***** ENTRIES SHOWN

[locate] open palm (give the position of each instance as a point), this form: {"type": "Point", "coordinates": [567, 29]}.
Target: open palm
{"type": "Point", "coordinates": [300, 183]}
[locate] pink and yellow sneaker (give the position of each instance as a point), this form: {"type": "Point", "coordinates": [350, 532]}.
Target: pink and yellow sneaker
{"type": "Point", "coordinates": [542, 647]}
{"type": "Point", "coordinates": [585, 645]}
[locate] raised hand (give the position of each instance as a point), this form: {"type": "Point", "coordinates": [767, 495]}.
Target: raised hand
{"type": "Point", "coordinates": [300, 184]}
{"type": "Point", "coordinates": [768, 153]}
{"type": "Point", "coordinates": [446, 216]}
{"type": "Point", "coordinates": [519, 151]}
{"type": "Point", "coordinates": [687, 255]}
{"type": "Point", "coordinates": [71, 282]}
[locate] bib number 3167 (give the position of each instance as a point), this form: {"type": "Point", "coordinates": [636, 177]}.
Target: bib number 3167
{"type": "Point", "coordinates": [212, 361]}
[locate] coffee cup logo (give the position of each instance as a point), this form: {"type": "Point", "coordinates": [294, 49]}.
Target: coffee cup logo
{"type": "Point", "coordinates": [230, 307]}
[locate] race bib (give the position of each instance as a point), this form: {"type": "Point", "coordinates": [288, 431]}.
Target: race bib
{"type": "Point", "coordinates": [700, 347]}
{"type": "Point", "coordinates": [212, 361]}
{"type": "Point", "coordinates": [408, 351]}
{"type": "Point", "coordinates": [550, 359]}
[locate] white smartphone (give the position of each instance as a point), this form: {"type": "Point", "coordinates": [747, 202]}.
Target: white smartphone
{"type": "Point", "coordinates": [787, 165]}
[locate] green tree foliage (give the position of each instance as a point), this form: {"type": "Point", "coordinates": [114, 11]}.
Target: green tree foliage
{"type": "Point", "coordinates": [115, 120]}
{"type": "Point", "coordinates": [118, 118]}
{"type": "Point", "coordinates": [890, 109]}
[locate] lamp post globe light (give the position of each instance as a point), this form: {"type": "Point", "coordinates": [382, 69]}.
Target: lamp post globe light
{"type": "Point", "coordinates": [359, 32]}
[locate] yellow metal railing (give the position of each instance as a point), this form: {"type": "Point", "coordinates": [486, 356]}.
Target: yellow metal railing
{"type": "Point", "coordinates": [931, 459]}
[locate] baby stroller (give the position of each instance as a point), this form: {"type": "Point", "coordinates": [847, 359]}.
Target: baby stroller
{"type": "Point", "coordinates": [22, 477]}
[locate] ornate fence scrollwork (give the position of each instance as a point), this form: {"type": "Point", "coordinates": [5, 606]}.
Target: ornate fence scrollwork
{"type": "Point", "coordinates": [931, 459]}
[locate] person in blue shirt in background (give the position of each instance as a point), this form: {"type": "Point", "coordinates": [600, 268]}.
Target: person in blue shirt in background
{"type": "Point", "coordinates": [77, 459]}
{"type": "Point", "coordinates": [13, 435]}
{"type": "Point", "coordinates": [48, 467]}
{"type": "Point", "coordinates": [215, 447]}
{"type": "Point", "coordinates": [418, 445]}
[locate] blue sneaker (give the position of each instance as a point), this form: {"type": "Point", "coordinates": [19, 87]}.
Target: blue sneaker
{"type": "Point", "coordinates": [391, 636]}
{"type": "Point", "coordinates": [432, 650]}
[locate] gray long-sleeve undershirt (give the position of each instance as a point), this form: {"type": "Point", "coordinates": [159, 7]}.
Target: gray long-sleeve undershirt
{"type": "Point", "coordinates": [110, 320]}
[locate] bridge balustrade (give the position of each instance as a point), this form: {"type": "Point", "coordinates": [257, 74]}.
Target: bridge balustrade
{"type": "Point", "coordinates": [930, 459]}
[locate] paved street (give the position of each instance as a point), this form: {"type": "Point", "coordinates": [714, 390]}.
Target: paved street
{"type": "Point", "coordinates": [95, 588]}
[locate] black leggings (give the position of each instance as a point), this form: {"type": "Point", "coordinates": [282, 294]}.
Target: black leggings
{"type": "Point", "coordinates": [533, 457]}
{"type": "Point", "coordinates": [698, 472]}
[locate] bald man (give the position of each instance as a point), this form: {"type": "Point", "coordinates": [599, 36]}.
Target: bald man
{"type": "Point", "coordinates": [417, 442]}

**********

▸ **OBJECTIVE**: Reproduce every item above word for word, with no changes.

▸ **REPLY TO THE EXERCISE**:
[locate] open palm (give the position of each instance as a point), this form: {"type": "Point", "coordinates": [567, 29]}.
Target: open palm
{"type": "Point", "coordinates": [300, 183]}
[locate] pink and yellow sneaker (give the position of each instance as a point), this form: {"type": "Point", "coordinates": [350, 532]}.
Target: pink and yellow sneaker
{"type": "Point", "coordinates": [542, 647]}
{"type": "Point", "coordinates": [585, 645]}
[locate] raised hand (give the position of each instance as a point), this form: {"type": "Point", "coordinates": [767, 495]}.
Target: raised hand
{"type": "Point", "coordinates": [300, 184]}
{"type": "Point", "coordinates": [768, 153]}
{"type": "Point", "coordinates": [446, 216]}
{"type": "Point", "coordinates": [519, 151]}
{"type": "Point", "coordinates": [687, 255]}
{"type": "Point", "coordinates": [71, 282]}
[locate] bib number 3167 (give the position of each instance as a point), this form: {"type": "Point", "coordinates": [636, 177]}.
Target: bib number 3167
{"type": "Point", "coordinates": [212, 361]}
[locate] coffee cup logo (give the position of each instance as a point), this form: {"type": "Point", "coordinates": [294, 49]}.
Target: coffee cup logo
{"type": "Point", "coordinates": [230, 307]}
[locate] race bib (give the position of each instance as a point), this form: {"type": "Point", "coordinates": [288, 431]}.
Target: race bib
{"type": "Point", "coordinates": [700, 347]}
{"type": "Point", "coordinates": [212, 361]}
{"type": "Point", "coordinates": [408, 351]}
{"type": "Point", "coordinates": [550, 359]}
[locate] white smartphone (give the position of each instance as a point), this form: {"type": "Point", "coordinates": [747, 202]}.
Target: white smartphone
{"type": "Point", "coordinates": [787, 165]}
[locate] green tree foliage (give the position of each instance as a point), this form: {"type": "Point", "coordinates": [114, 11]}.
Target: green tree foliage
{"type": "Point", "coordinates": [115, 120]}
{"type": "Point", "coordinates": [118, 118]}
{"type": "Point", "coordinates": [890, 109]}
[locate] lamp post globe light (give the position of each instance as a point), this form: {"type": "Point", "coordinates": [382, 69]}.
Target: lamp post globe light
{"type": "Point", "coordinates": [359, 32]}
[locate] yellow metal railing (give the position of each instance as a point), this form: {"type": "Point", "coordinates": [486, 356]}.
Target: yellow metal railing
{"type": "Point", "coordinates": [931, 459]}
[locate] baby stroller (give the position of each instance as a point), this form: {"type": "Point", "coordinates": [847, 359]}.
Target: baby stroller
{"type": "Point", "coordinates": [22, 477]}
[locate] ornate fence scrollwork (give the position of each instance as a point), this form: {"type": "Point", "coordinates": [5, 606]}.
Target: ornate fence scrollwork
{"type": "Point", "coordinates": [931, 459]}
[locate] person in blue shirt in background (give the position of each instance as a point), this form: {"type": "Point", "coordinates": [600, 268]}.
Target: person in blue shirt in background
{"type": "Point", "coordinates": [77, 459]}
{"type": "Point", "coordinates": [13, 435]}
{"type": "Point", "coordinates": [48, 467]}
{"type": "Point", "coordinates": [215, 447]}
{"type": "Point", "coordinates": [418, 445]}
[locate] blue sneaker (give the position of each instance as a point), this form: {"type": "Point", "coordinates": [19, 87]}.
Target: blue sneaker
{"type": "Point", "coordinates": [391, 636]}
{"type": "Point", "coordinates": [432, 650]}
[locate] gray long-sleeve undershirt (give the position of each instance as a point), this form: {"type": "Point", "coordinates": [159, 7]}.
Target: gray long-sleeve undershirt
{"type": "Point", "coordinates": [110, 320]}
[locate] bridge balustrade (give the position of each instance as a point), this form: {"type": "Point", "coordinates": [257, 74]}.
Target: bridge balustrade
{"type": "Point", "coordinates": [930, 459]}
[locate] paved street (give the position of each instance as a point), this form: {"type": "Point", "coordinates": [714, 390]}.
Target: paved street
{"type": "Point", "coordinates": [95, 588]}
[locate] black leggings (give the position of each instance as a point), this form: {"type": "Point", "coordinates": [282, 294]}.
Target: black leggings
{"type": "Point", "coordinates": [533, 457]}
{"type": "Point", "coordinates": [698, 472]}
[locate] bald man (give the position of each instance as a point), this form: {"type": "Point", "coordinates": [599, 36]}.
Target: bald man
{"type": "Point", "coordinates": [417, 442]}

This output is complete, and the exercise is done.